■ **Study text**:
The average American still holds the fanciful belief that, if he isn’t annoying anyone, he should be left alone. To the people running his country, this is as bizarre and unworkable as Phrenology or the Geocentric theory or handing out universal health care without also compelling everyone to buy it.

This is not a nation where people are left alone anymore. This is a nation where they are hounded from the moment they are born until the moment they die by the arms of a regulatory state run by men and women weaned on Cleaver, Alinsky, Fourier, Marx, Wells and countless others. This is a nation where, accordingly, being left alone is the greatest of luxuries.

It takes a lot of money to be left alone. Regulatory space is much more expensive than physical space, and buying it requires investing in lobbyists, fundraisers and lawyers. If you make the right payoffs, then you can buy the privilege of being left alone, exempted from regulations, going uninspected and protected against the agents of the state. But once you do that, you are no longer neutral. You have bought yourself the privilege of not being considered the problem; instead, you have become part of the solution for the people you are paying off.

The Americans bushwacked by ObamaCare, the scam artist’s dream of a tax paid to a third-party in exchange for benefits accrued to a fourth party, still thought they had the freedom to take the middle, to despise meddling politicians in both parties, ignore most things the government did, while living their own lives. They had seen their savings devalued, their homes seized, their lives bedeviled by a thousand regulations, but they still thought that it was possible to take a middle-ground, to reject the solutions by asserting that they are not the problem.

They did not understand that in Cleaverland, in Alinskytown and in Obamaville—no one opts out. Either you volunteer of you get drafted. Raise your hand or you will be called on anyway. Not volunteering to be part of their agenda means that you are the problem.

You, sitting right there in your chair, watching these words move across your screen, are the problem. A problem 311,591,917 human souls strong. You eat too much or you don’t pay enough taxes, you drive your car too often, you haven’t bought solar panels for your roof, you browse extremist websites when you should be browsing government informational sites for tips on how to do or not do all of the above. But most of all… you still don’t understand what a great problem you are for the people running this country into the ground between the Atlantic and the Pacific. They keep trying to solve you, but you don’t go away.

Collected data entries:
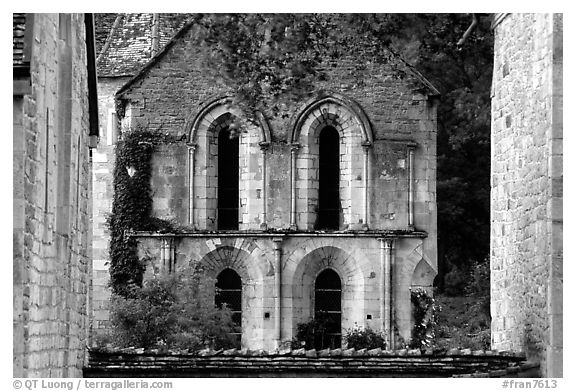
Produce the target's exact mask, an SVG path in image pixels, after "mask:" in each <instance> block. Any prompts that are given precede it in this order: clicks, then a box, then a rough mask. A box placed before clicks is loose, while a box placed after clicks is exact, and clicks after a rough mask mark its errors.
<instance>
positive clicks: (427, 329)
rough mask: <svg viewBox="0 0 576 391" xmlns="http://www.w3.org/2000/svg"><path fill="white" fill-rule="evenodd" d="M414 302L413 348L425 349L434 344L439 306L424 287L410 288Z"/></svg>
mask: <svg viewBox="0 0 576 391" xmlns="http://www.w3.org/2000/svg"><path fill="white" fill-rule="evenodd" d="M410 301H411V303H412V316H413V318H414V326H413V327H412V339H411V341H410V347H411V348H412V349H423V348H426V347H429V346H431V345H432V342H433V340H434V328H435V326H436V323H437V314H438V311H439V308H438V306H437V305H436V302H435V300H434V298H433V297H432V296H430V295H429V294H428V292H426V290H424V289H422V288H417V289H414V290H412V289H411V290H410Z"/></svg>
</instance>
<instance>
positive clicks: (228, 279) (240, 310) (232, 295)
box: [216, 268, 242, 346]
mask: <svg viewBox="0 0 576 391" xmlns="http://www.w3.org/2000/svg"><path fill="white" fill-rule="evenodd" d="M216 288H217V290H216V306H217V307H218V308H222V306H223V305H224V304H226V305H227V306H228V308H230V310H231V311H232V320H233V321H234V323H235V326H236V327H235V329H234V332H233V333H232V334H233V335H234V336H235V337H236V341H237V345H238V346H240V341H241V338H242V279H241V278H240V276H239V275H238V273H236V272H235V271H234V270H232V269H230V268H227V269H224V270H222V272H220V274H218V277H217V278H216Z"/></svg>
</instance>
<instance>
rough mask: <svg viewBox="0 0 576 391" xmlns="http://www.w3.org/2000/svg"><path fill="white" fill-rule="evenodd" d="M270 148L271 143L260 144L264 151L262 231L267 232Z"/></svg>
mask: <svg viewBox="0 0 576 391" xmlns="http://www.w3.org/2000/svg"><path fill="white" fill-rule="evenodd" d="M269 147H270V143H268V142H261V143H260V150H261V151H262V224H260V229H261V230H263V231H265V230H266V229H268V224H267V223H266V221H267V214H268V205H267V199H268V198H267V195H266V171H267V170H266V159H267V157H268V156H267V155H268V148H269Z"/></svg>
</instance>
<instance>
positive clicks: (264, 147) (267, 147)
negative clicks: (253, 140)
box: [258, 141, 270, 152]
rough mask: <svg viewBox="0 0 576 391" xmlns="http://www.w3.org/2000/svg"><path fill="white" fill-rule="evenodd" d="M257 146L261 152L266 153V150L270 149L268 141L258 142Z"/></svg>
mask: <svg viewBox="0 0 576 391" xmlns="http://www.w3.org/2000/svg"><path fill="white" fill-rule="evenodd" d="M258 145H259V146H260V150H261V151H262V152H266V151H268V149H270V141H260V142H259V143H258Z"/></svg>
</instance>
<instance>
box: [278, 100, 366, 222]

■ **What is being asked**: According to the essay on being left alone, what must one invest in to buy regulatory space? The data has no connection to the essay.

■ **Result below**: Lobbyists, fundraisers and lawyers.